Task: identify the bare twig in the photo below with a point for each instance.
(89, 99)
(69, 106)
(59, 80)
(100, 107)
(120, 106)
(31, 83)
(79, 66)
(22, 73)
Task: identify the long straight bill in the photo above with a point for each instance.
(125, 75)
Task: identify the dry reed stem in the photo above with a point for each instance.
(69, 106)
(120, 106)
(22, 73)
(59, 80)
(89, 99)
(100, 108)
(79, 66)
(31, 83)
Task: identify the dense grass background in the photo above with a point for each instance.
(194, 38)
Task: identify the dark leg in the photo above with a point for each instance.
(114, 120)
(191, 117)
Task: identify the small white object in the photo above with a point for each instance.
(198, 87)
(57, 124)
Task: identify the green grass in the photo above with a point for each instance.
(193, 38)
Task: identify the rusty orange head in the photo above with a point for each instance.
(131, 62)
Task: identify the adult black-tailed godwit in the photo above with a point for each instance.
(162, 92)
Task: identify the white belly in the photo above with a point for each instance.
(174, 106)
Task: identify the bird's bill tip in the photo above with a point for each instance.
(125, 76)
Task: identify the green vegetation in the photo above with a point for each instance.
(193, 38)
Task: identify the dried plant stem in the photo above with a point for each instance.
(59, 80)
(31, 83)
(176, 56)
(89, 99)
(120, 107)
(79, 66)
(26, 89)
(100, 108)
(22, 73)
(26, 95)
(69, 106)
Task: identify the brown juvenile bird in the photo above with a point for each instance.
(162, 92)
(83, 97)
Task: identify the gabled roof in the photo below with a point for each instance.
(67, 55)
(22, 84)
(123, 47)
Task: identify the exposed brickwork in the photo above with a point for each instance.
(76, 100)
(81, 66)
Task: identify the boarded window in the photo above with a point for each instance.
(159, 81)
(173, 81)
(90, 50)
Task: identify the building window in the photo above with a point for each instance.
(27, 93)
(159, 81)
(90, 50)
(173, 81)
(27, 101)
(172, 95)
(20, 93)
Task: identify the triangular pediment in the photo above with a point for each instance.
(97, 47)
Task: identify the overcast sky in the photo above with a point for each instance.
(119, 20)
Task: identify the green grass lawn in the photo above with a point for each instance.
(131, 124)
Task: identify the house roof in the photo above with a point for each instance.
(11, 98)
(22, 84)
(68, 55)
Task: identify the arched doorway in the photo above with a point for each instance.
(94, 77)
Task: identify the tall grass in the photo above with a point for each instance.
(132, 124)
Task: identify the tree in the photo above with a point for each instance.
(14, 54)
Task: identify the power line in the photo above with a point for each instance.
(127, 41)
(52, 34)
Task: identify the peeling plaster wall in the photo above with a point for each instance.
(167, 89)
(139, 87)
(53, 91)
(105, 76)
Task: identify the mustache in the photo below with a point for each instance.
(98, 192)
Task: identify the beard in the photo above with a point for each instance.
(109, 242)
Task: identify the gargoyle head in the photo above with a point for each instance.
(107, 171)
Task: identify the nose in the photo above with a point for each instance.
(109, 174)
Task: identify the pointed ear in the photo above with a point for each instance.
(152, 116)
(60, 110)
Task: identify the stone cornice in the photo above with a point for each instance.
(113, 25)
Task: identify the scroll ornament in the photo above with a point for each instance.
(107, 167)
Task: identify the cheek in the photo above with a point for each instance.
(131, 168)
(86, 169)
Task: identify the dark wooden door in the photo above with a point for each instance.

-*-

*TASK TO COMPLETE:* Would you write the material out again, exactly as given above?

*TASK RESPONSE:*
Task: identify the bare twig in the photo below with a point for each instance.
(89, 99)
(69, 106)
(59, 80)
(100, 107)
(120, 106)
(31, 83)
(79, 66)
(22, 73)
Task: identify the long straight bill in the photo above with a point for each instance.
(125, 75)
Task: identify the dry reed stem in the photo above with a point for each instance.
(69, 106)
(120, 106)
(22, 73)
(59, 80)
(89, 99)
(100, 108)
(79, 66)
(31, 83)
Task: identify the dense grass background in the photo above with a point for each instance.
(194, 38)
Task: identify the dark leg in the photo above with a point for each instance.
(114, 120)
(191, 117)
Task: identify the small white object in the photo above with a point for each instance.
(198, 87)
(57, 124)
Task: identify the green grass in the photo above with a point for each instance.
(193, 38)
Task: identify the rusty orange head in the photo above with a point for each instance.
(131, 62)
Task: identify the adult black-tailed godwit in the photo above with a point for each instance.
(162, 92)
Task: identify the white belly in the photo above with a point for each instance.
(174, 106)
Task: identify the bird's bill tip in the photo above with a point for each instance.
(125, 76)
Task: identify the green vegetation in the photo above with a point for each instance.
(193, 38)
Task: identify the dried plant stem in the photo above with a point for each instance.
(59, 80)
(31, 83)
(176, 56)
(89, 99)
(120, 107)
(79, 66)
(26, 89)
(100, 108)
(22, 73)
(26, 95)
(69, 106)
Task: identify the brown juvenile bird in the photo above with a point for each instance.
(162, 92)
(83, 97)
Task: identify the gabled roof in the photo below with a point for each instance.
(67, 55)
(22, 84)
(123, 47)
Task: identify the exposed brickwork in the photo above with a point for each instance.
(76, 100)
(81, 66)
Task: identify the boarded window in the photo above with a point for each instance.
(159, 81)
(173, 81)
(90, 50)
Task: identify the building window in the photo above with a point for each instance.
(27, 93)
(159, 81)
(90, 50)
(173, 81)
(27, 101)
(172, 95)
(20, 93)
Task: identify the triangular pediment in the photo above with a point for each instance.
(97, 47)
Task: identify the overcast sky in the photo above with a point for each instance.
(119, 20)
Task: identify the green grass lawn in the photo above with a point for each instance.
(131, 124)
Task: identify the house roof in the photo above with a point for each instance.
(11, 98)
(22, 84)
(68, 55)
Task: identify the arched doorway in the photo above with a point for each instance.
(94, 77)
Task: identify the tall grass in the photo above with a point for each instance.
(132, 124)
Task: identify the tree in the photo above with a point for each instance.
(14, 54)
Task: identify the power line in the photo above with a point for each instance.
(127, 41)
(52, 34)
Task: identify the peeling plaster wall in the photo above with a point for each instance.
(167, 89)
(139, 87)
(53, 91)
(105, 76)
Task: identify the mustache in the photo below with a point for each instance.
(98, 192)
Task: identify the beard in the photo above with a point for each instance.
(109, 242)
Task: identify the gargoyle head in the photo above with a point for each instance.
(107, 171)
Task: identify the nose in the photo above with a point for each instance.
(109, 174)
Task: identify the pointed ear in the photo above with a point for each instance.
(152, 116)
(60, 110)
Task: identify the stone cornice in the photo above with a point for each instance.
(113, 25)
Task: identify the scroll ornament in the photo above with a point for each instance.
(107, 167)
Task: identify the cheek in the photo above with a point for each instance.
(131, 168)
(86, 169)
Task: identify the dark wooden door in the photo above with a point for each instance.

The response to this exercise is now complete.